__Yapılacak Görev a__. Abdullah Harrâz hakkındaki aşağıdaki metinde yer alan "Bir defâsında talebelerinden yirmi sekiz kişi ile birlikte hac yolculuğuna çıkmıştı." cümlesini İngilizceye çeviriniz.

ABDULLAH HARRÂZ
Evliyânın
büyüklerinden. İsmi Abdullah bin Muhammed, künyesi Ebû Muhammed'dir. Rey
şehrinde doğup büyüdü. Doğum târihi bilinmemektedir. Hicrî 922 (H.310) târihinde
vefât etti.
Abdullah el-Harrâz
Rey ve Bağdâd'da ilim tahsîl etti. Çok hadîs-i şerîf ezberledi. Mâlik bin
Enes'den hadîs-i şerîf rivâyet etti. Kendisinden de Ebû Zür'a Ahmed bin Hanbel
ve oğlu ile İmâm-ı Begavî ve Müslîm hadîs-i şerîf rivâyetinde bulundular.
Abdullah el-Harrâz hazretleri evliyânın büyüklerinden Ebû İmrân Kebir'in
sohbetlerinde mânevî olgunluğa kavuşup, kemâle geldi.Ebû Hafs Haddad ile
görüştü. İlim ve irfanı ziyâdeleşti. Bâyezîd-i Bistâmî hazretlerinin talebeleri
ona çok hürmet eder, büyük bilirlerdi. YıllarcaMekke-i mükerremede müsâfir
olarak kaldı.
Abdullah el-Harrâz
harâm ve şüphelilerden çok sakınan bir zât idi. Kimseden çekinmez dâimâ hakkı
söylerdi. Bir defâsında talebelerinden yirmi sekiz kişi ile birlikte hac
yolculuğuna çıkmıştı. Mekke'ye yakın bir yerde konakladılar. Orada; "Yavrularım
şimdi sizi Allahü teâlâya emânet ediyorum." buyurdu. Talebeleri; "Efendim! siz
nereye gidiyorsunuz?" diye sordular. O; "Ben Rey'den buraya kadar sizinle sohbet
ederek ve sizi gözeterek geldim. Gönlümü size vermiştim. Şimdi ise tekrar
Rey'den tarafa gidiyorum. Hac niyetimi oradan yapacağım. İnşallah yine sizlere
kavuşurum." buyurdu ve geri döndü.

__Listeden Alıntılar__.
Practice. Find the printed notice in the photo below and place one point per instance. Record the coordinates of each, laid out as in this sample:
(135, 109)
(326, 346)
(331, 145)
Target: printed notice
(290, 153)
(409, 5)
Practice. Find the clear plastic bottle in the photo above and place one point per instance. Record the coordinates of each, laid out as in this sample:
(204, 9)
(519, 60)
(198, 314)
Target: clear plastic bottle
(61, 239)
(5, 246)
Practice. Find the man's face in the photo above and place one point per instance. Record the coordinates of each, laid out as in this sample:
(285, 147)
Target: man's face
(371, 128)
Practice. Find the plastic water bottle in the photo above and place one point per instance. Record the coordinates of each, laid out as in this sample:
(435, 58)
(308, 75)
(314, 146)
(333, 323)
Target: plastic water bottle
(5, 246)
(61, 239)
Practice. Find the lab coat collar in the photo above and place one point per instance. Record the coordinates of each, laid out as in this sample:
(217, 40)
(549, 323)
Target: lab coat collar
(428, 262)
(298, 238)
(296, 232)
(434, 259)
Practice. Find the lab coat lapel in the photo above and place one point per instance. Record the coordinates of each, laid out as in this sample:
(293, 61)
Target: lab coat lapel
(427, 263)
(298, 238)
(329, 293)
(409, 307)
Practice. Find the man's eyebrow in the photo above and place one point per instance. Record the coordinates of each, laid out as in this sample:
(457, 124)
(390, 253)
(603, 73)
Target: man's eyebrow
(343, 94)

==

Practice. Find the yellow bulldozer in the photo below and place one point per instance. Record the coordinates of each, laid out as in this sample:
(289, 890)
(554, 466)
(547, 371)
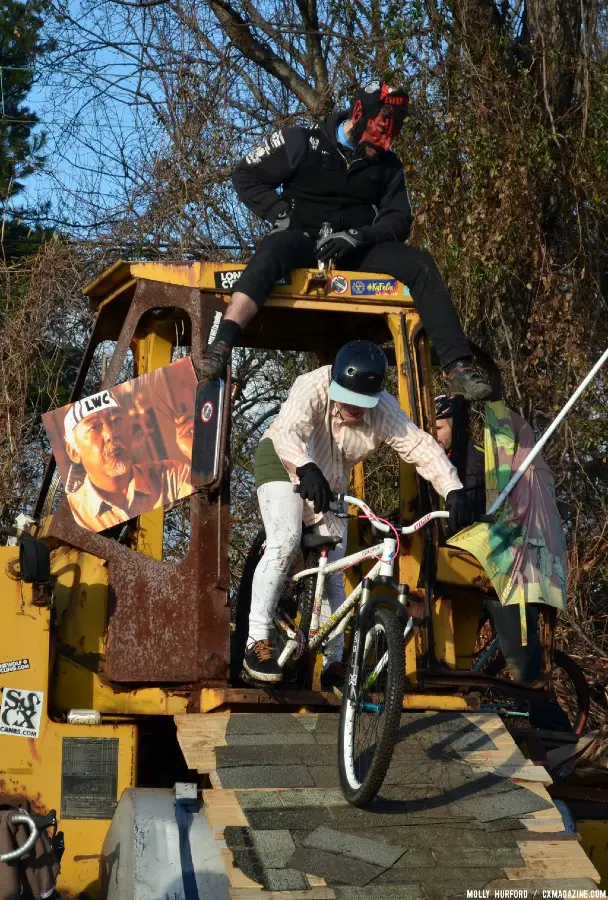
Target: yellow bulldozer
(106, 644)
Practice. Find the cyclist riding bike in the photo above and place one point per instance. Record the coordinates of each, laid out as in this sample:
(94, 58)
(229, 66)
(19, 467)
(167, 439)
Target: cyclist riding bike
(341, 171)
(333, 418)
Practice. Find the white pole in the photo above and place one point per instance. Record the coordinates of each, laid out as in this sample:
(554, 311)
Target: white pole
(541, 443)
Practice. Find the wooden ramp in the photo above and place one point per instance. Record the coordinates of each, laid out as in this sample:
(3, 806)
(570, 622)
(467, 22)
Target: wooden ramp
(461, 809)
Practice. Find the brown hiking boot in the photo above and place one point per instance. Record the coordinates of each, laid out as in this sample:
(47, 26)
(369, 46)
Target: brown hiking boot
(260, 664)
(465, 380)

__Yapılacak Görev b__. Listede "face" kelimesinin geçtiği bütün satırları bulup kopyalayınız. Büyük ve küçük harf farkı dikkate alınır.

__Örnek Çözüm a__. Once he had set out on the pilgrimage journey together with twenty-eight of his students.

__Örnek Çözüm b__.
Practice. Find the man's face in the photo above and place one point per instance. Record the coordinates of each, laid out as in this sample:
Target: man's face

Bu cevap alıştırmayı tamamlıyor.